→ **Prompt 1**:
Rewrite the part of the rows that opens with the line containing "Where can the downtown" and runs through the end of the rows, putting "structure" in place of "building" and leaving everything else unchanged. Give only that part.

Chef Sirichai Sreparplarn of Brooklyn's Ugly Baby doesn't believe in using food processors for making curry paste, but we won't stop you from using one. He also prefers a blend of two parts shorter dried chiles (prik haeng) and one part longer chiles (prik chee fah), but any Thai chile will work.

Provided by Sirichai Sreparplarn

Yield Makes about 1 cup

Number Of Ingredients 11

1 tsp. black peppercorns
1 tsp. coriander seeds
2 lemongrass stalks, trimmed, tough outer layers removed, thinly sliced crosswise
3 Tbsp. finely chopped peeled galangal
3/4 cup dried Thai chiles, torn or chopped into small pieces
2 small Asian shallots or 1 medium shallot, coarsely chopped
8 garlic cloves
5 cilantro roots or 3 Tbsp. thinly sliced thick cilantro stems
1 (1") piece dried kaffir lime zest or 2 very thinly sliced kaffir lime leaves (optional)
1 tsp. (or more) shrimp paste, preferably Thai
A large mortar and pestle

Steps:

  • Pound peppercorns and coriander seeds in mortar and pestle until finely ground (if using a food processor, you will want to grind these spices in a spice mill first). Add lemongrass and galangal and pound until ground to a coarse paste, 6-8 minutes. Add chiles (if you want, soak them in hot water 10-20 minutes beforehand to soften and make them easier to break up) and pound until pasty, 6-8 minutes. Add shallots, garlic, cilantro roots, and kaffir lime zest, if using, and pound until everything comes together in a relatively smooth paste, about 5 minutes. Mix in shrimp paste; taste and add more if needed.

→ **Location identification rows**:
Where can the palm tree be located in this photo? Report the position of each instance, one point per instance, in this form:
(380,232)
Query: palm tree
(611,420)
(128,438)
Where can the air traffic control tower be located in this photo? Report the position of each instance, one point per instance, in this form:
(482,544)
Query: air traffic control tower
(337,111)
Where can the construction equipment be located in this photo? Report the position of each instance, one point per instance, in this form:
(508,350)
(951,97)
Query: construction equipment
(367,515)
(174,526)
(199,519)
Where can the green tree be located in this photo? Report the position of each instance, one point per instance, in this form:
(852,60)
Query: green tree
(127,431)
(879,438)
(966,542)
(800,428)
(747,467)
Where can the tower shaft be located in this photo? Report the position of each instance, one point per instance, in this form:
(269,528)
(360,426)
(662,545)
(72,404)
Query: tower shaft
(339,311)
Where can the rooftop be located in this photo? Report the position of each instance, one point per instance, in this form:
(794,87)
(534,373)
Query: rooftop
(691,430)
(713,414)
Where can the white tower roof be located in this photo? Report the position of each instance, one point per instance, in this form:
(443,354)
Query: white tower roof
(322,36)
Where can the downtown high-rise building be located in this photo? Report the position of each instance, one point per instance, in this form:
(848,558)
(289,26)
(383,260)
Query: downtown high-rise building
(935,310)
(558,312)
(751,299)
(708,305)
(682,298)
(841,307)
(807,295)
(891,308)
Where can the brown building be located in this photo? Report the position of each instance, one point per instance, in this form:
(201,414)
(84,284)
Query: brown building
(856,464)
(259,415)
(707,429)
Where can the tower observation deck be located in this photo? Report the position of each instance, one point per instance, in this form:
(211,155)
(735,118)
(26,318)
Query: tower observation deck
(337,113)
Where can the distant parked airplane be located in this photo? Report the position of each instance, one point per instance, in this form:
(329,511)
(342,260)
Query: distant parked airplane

→ **Prompt 2**:
In the curry paste recipe, how long should the paste be pounded after the shallots, garlic, cilantro roots, and kaffir lime zest are added?

→ **Task response 1**:
Where can the downtown high-rise structure be located in this photo? Report the position of each instance, one point per instance, in this form:
(848,558)
(289,26)
(383,260)
Query: downtown high-rise structure
(935,310)
(558,312)
(751,299)
(708,305)
(682,298)
(841,307)
(807,295)
(891,308)
Where can the brown structure be located in this photo? Report the position of each instance, one point per instance, in this form:
(201,414)
(84,284)
Query: brown structure
(856,464)
(259,415)
(707,429)
Where can the tower observation deck be located in this photo? Report the position of each instance, one point per instance, in this form:
(211,155)
(735,118)
(26,318)
Query: tower observation deck
(337,113)
Where can the distant parked airplane be located in this photo? Report the position of each instance, one point per instance, in this form:
(329,511)
(342,260)
Query: distant parked airplane

→ **Task response 2**:
About 5 minutes.